─── DATASET EXCERPTS

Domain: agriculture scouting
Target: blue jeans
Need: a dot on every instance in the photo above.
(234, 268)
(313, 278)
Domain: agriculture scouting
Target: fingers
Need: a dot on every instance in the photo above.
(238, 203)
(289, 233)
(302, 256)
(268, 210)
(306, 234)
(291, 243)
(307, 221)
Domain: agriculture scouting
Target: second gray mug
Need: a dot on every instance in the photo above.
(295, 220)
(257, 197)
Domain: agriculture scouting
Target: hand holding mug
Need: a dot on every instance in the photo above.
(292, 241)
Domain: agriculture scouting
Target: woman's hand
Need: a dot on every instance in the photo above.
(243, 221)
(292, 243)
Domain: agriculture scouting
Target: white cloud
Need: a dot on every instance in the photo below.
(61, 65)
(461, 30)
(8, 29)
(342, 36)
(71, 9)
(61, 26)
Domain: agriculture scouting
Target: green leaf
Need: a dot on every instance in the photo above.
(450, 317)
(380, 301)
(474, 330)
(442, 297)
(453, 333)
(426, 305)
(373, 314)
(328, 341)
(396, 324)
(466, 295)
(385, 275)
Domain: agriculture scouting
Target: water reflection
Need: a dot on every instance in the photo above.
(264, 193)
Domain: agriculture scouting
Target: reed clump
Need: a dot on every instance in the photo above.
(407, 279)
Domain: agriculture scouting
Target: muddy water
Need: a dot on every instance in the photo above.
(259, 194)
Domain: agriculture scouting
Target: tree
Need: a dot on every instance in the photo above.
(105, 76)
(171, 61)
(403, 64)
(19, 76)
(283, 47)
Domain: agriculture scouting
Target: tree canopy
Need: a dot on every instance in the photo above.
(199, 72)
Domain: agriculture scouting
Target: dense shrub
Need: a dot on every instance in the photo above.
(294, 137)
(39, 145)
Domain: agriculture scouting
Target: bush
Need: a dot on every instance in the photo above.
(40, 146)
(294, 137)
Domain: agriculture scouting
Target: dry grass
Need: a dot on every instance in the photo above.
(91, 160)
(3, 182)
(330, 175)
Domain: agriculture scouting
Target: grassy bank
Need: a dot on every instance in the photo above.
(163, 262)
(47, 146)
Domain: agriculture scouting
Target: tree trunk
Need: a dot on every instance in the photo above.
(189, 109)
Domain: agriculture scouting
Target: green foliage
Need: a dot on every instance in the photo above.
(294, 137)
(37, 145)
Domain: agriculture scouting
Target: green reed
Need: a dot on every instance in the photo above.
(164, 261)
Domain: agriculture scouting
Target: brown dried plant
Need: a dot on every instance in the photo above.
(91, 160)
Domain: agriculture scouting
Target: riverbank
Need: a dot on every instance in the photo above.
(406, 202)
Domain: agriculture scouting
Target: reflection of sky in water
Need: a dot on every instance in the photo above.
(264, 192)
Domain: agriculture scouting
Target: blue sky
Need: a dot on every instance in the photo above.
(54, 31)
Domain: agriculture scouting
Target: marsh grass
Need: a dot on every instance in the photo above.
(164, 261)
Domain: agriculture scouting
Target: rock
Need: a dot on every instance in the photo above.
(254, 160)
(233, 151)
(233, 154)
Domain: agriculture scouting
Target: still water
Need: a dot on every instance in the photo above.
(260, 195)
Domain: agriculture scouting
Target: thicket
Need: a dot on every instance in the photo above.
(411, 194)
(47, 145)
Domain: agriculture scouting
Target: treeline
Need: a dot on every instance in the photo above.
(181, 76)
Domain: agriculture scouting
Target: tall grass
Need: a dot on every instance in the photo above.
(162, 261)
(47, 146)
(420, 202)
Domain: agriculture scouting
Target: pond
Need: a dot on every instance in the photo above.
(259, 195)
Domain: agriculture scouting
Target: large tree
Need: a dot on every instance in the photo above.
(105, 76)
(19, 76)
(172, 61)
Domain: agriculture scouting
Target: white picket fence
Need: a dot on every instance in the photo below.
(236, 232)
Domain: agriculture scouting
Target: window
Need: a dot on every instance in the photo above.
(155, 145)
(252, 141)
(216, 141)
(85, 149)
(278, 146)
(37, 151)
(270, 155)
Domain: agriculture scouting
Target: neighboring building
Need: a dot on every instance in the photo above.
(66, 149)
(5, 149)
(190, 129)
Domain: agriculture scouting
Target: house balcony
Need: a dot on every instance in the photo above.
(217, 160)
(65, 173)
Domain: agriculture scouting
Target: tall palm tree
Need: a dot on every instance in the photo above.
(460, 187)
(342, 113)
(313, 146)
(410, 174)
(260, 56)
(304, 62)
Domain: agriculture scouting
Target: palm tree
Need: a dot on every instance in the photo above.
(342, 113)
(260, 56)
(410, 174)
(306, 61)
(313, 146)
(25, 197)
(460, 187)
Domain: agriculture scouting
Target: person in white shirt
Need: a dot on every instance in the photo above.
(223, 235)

──────

Each line of the material should be echoed exactly.

Domain: agriculture scouting
Target: blue jeans
Need: a dot on every instance in the photo above.
(234, 268)
(313, 278)
Domain: agriculture scouting
Target: fingers
Need: a dot on every instance in the photo above.
(238, 203)
(289, 233)
(302, 256)
(268, 210)
(306, 234)
(291, 243)
(307, 221)
Domain: agriculture scouting
Target: second gray mug
Need: a dot on every instance in the photo above.
(295, 220)
(257, 197)
Domain: agriculture scouting
Target: hand holding mug
Need: a dot on every instance in the photo above.
(292, 241)
Domain: agriculture scouting
Target: woman's hand
Need: a dot on every instance in the photo above.
(243, 221)
(292, 243)
Domain: agriculture scouting
Target: white cloud
Need: a dot on every instance in the photo below.
(61, 65)
(461, 30)
(8, 29)
(342, 36)
(71, 9)
(61, 26)
Domain: agriculture scouting
Target: green leaf
Need: a dot on every instance in the photo above.
(450, 317)
(380, 301)
(474, 330)
(442, 297)
(453, 333)
(426, 305)
(373, 314)
(328, 341)
(396, 324)
(466, 295)
(385, 275)
Domain: agriculture scouting
Target: water reflection
Need: a dot on every instance in the photo above.
(264, 193)
Domain: agriculture scouting
Target: reed clump
Need: a dot on every instance in the photo above.
(407, 279)
Domain: agriculture scouting
Target: muddy water
Need: a dot on every instance in the photo above.
(259, 194)
Domain: agriculture scouting
Target: tree
Need: a dot on every instance in the photo above.
(105, 76)
(171, 61)
(403, 64)
(19, 76)
(283, 47)
Domain: agriculture scouting
Target: tree canopy
Need: a dot on every instance in the photo above.
(199, 72)
Domain: agriculture scouting
Target: dense shrub
Need: a dot on every instance in the photo above.
(294, 137)
(39, 145)
Domain: agriculture scouting
Target: bush
Need: a dot on every instance in the photo above.
(40, 146)
(294, 137)
Domain: agriculture scouting
Target: dry grass
Need: a dot on every instance in the photo above.
(91, 160)
(3, 182)
(330, 175)
Domain: agriculture scouting
Target: grassy bank
Need: a dot on every instance in the photo above.
(163, 262)
(47, 146)
Domain: agriculture scouting
Target: tree trunk
Need: a dot on every instance in the photo above.
(189, 109)
Domain: agriculture scouting
Target: green foliage
Need: a dot on every instance in the photo above.
(294, 137)
(37, 145)
Domain: agriculture scouting
Target: green reed
Need: a dot on every instance in the photo above.
(164, 261)
Domain: agriculture scouting
Target: brown dried plant
Need: a dot on every instance in the photo above.
(91, 160)
Domain: agriculture scouting
Target: riverbank
Need: a dot on every instance in the photo above.
(406, 202)
Domain: agriculture scouting
Target: reflection of sky in water
Need: a dot on every instance in the photo above.
(264, 192)
Domain: agriculture scouting
Target: blue sky
Need: a dot on every instance in the photo above.
(54, 31)
Domain: agriculture scouting
Target: marsh grass
Need: a dot on every instance in the photo above.
(164, 261)
Domain: agriculture scouting
Target: rock
Need: a dot on every instance in the photo above.
(254, 160)
(233, 151)
(233, 154)
Domain: agriculture scouting
Target: still water
Need: a dot on every instance in the photo above.
(260, 195)
Domain: agriculture scouting
Target: thicket
Need: a dot on every instance in the photo above.
(411, 194)
(47, 145)
Domain: agriculture scouting
Target: treeline
Need: a dot on every instance in the photo above.
(181, 76)
Domain: agriculture scouting
Target: tall grass
Need: a dot on every instance in the photo above.
(162, 261)
(47, 146)
(420, 202)
Domain: agriculture scouting
Target: pond
Need: a dot on every instance in the photo above.
(259, 195)
Domain: agriculture scouting
Target: large tree
Need: a dot on every instance in the photo above.
(105, 76)
(19, 76)
(172, 61)
Domain: agriculture scouting
Target: white picket fence
Need: a dot on every instance in the photo below.
(236, 232)
Domain: agriculture scouting
Target: window
Need: a dot on every instance in the photo above.
(155, 145)
(252, 141)
(216, 141)
(85, 149)
(278, 146)
(37, 151)
(270, 155)
Domain: agriculture scouting
Target: neighboring building
Need: a dot on every instance in the photo above.
(66, 149)
(5, 149)
(190, 129)
Domain: agriculture scouting
Target: house balcony
Need: a dot on every instance in the photo above.
(217, 160)
(65, 173)
Domain: agriculture scouting
Target: tall palm tree
Need: a dot on every instance in the photo above.
(460, 187)
(342, 113)
(313, 146)
(410, 174)
(260, 56)
(304, 62)
Domain: agriculture scouting
Target: palm tree
Need: a dot on every instance in the photo above.
(342, 113)
(260, 56)
(410, 174)
(306, 61)
(313, 146)
(25, 197)
(460, 187)
Domain: agriculture scouting
Target: person in white shirt
Need: a dot on every instance in the photo above.
(223, 235)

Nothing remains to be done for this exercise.